_Exercise materials_.
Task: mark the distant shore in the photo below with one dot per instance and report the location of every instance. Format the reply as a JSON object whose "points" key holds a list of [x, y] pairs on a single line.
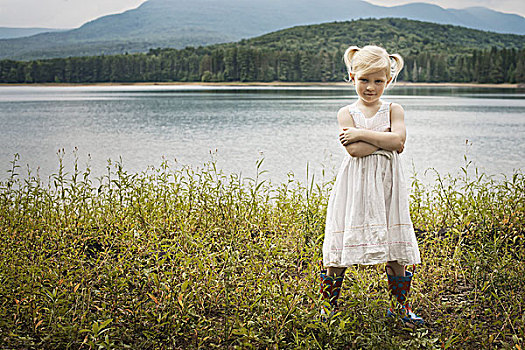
{"points": [[276, 83]]}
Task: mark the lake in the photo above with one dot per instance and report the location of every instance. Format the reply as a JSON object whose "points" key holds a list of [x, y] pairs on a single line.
{"points": [[292, 128]]}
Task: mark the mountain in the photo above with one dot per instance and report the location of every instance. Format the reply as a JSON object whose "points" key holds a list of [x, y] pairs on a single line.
{"points": [[181, 23], [310, 53], [11, 33]]}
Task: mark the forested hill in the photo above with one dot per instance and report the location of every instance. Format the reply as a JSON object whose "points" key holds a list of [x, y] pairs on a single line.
{"points": [[404, 36], [432, 52]]}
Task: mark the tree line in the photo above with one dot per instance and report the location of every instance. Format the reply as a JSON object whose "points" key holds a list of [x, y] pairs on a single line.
{"points": [[254, 64]]}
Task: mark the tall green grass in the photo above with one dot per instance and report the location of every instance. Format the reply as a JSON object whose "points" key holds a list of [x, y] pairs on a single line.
{"points": [[182, 257]]}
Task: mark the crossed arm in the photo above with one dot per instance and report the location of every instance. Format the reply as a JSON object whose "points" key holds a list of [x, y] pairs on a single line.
{"points": [[361, 143]]}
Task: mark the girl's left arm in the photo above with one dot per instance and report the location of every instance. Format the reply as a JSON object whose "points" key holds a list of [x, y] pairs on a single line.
{"points": [[391, 141]]}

_Aim of the task_.
Convert every line of the items above into a JSON list of strings, one string per line and no blank lines. Leave the pictures out.

_Problem solution_.
[
  "Task: mark the distant shore in the photo below with one dot per instance and report the location of every instance. Format the reply as a JSON object whose \"points\" key holds a list of [x, y] pairs on a single line.",
  "{\"points\": [[276, 83]]}",
  "Task: mark the lake in the photo above with one dot per instance and report the location of every instance. Format the reply as a JSON object whose \"points\" key holds a list of [x, y] pairs on a single line.",
  "{\"points\": [[292, 128]]}",
  "Task: mark the mountain in the photo above with one dot per instance and report the location of every instance. Format the reply as a JSON object whose \"points\" key holds a list of [x, y] pairs on a single line.",
  "{\"points\": [[181, 23], [310, 53], [11, 33]]}",
  "Task: mark the forested hill in the photo above with one dot per instance and report the location of every instance. Format the reply as a JSON object whose \"points\" key holds a list of [x, y] pairs on a single line.",
  "{\"points\": [[404, 36], [432, 52]]}",
  "Task: mark the tree line in the photo above with one dot per instance and report the location of every instance. Format the reply as a JSON object whose \"points\" key holds a list of [x, y] pairs on a single line.",
  "{\"points\": [[254, 64]]}",
  "Task: mark the tall green grass in the photo above with one dot per instance and report the location of every instance. Format the reply as a JSON object whose \"points\" key holds a list of [x, y] pairs on a single line.",
  "{\"points\": [[182, 257]]}",
  "Task: mark the crossed arm in the photo above with one dot per instance and report the location of every instance. Format the reply as a JSON object whose \"points\" key holds a list of [x, y] pairs on a single line.",
  "{\"points\": [[361, 143]]}",
  "Task: mark the girl's left arm in the photo above with one dot per instance and report the location of every instance. Format the reply as a JSON object whose \"points\" key holds a list of [x, y] pairs on a single line.",
  "{\"points\": [[391, 141]]}"
]